Just to clarify- I did dive under the boat- that's when I found a slight play in the shaft and bearing. The prop is clean and has no dings. The zinc is almost 50% worn (and perhaps unbalancing the prop?). I'll try changing the zinc and see if that as any effect.


----------



## Fstbttms (Feb 25, 2003)

What constitutes "slight play"?


----------



## eherlihy (Jan 2, 2007)

There should be no side to side, or up and down play in the prop shaft at the cutlass bearing. You may also want to check your shaft log/seal/stuffing box.

Been there, done that.
http://www.sailnet.com/forums/gear-maintenance/80089-contemplating-drive-line-overhaul.html


----------



## benesailor (Dec 27, 2012)

Read again


> his weekend I noticed a different sound when I motored above 2,000 RPM. It's a sound that wasn't there before. It sounds like a slight knocking or gurgling noise (no perceptible vibration though) and it only appears above 2,000 RPM. Everything in the engine and drive system seems normal: no visible vibration or movement of the shaft while spinning. I dove under the boat and found the bottom and prop clean and without any dings. I did, however, find that I could move the prop shaft slightly from side-to-side in the bushing (cutlass bearing). It's only a slight play of maybe a millimeter or two. I don't recall there being any play before. Is a little play normal? Could this play be causing the noise?


----------



## copacabana (Oct 1, 2007)

Fstbttms said:


> What constitutes "slight play"?


One or two mm of play.


----------



## DrB (Mar 29, 2007)

*2 mm is HUGE*

If my Cutlass Bearing had 2 mm of play, that would be way past time for it to be changed. 2 mm is 0.078 inches, 1 mm is 0.039 inches, but close to the limit. 1/16 (0.0625 in) is the most I would ever do, but if you're at 1/16th, you should replace it.
──────────────────────────────
◆ Task 1: Show each line in the rows below that contains the string "yellow", treating uppercase and lowercase as different.
──────────────────────────────
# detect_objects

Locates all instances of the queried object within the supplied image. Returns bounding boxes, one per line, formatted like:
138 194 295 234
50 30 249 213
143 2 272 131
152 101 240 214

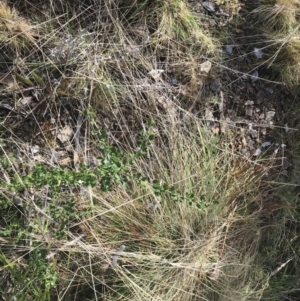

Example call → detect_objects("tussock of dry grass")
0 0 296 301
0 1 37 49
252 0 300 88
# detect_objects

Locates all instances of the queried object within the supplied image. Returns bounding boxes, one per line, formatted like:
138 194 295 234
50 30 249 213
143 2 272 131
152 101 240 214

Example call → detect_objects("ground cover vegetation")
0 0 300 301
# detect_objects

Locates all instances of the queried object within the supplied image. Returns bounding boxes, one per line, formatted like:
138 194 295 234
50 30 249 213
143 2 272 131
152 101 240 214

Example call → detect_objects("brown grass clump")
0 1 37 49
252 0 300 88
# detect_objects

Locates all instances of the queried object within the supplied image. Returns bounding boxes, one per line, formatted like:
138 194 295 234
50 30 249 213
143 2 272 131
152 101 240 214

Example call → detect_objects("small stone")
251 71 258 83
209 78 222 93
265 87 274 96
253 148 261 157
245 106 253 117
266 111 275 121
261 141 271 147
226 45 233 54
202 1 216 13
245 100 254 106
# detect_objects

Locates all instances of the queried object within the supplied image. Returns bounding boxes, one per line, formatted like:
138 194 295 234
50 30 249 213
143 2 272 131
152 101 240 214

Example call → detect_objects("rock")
──────────────────────────────
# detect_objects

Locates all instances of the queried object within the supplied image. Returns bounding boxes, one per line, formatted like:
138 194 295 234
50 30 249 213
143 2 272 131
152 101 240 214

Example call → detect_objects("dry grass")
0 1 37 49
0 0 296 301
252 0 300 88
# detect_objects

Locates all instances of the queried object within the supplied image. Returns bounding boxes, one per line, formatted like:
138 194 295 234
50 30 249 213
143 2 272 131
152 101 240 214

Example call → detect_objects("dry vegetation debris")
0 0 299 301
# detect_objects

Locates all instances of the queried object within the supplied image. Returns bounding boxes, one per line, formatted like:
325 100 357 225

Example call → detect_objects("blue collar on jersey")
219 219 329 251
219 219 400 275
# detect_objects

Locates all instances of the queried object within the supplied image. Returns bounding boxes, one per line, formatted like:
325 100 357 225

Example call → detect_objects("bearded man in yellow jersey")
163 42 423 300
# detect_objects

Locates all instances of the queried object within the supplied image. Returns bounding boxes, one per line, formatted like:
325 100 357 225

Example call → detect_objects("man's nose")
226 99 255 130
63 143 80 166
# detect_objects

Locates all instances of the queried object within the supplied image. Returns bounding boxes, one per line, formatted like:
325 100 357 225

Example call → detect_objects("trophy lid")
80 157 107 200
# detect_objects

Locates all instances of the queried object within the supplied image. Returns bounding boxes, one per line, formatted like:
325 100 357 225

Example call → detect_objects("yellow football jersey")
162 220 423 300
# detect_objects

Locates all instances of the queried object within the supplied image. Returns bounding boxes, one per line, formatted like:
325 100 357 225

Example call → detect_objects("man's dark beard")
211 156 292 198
──────────────────────────────
◆ Task 2: Please list every username that appears as a post header in the sailing thread.

◆ Correct answer 1:
Example call → detect_objects("bearded man in yellow jersey")
Example call → detect_objects("yellow football jersey")

◆ Correct answer 2: Fstbttms, eherlihy, benesailor, copacabana, DrB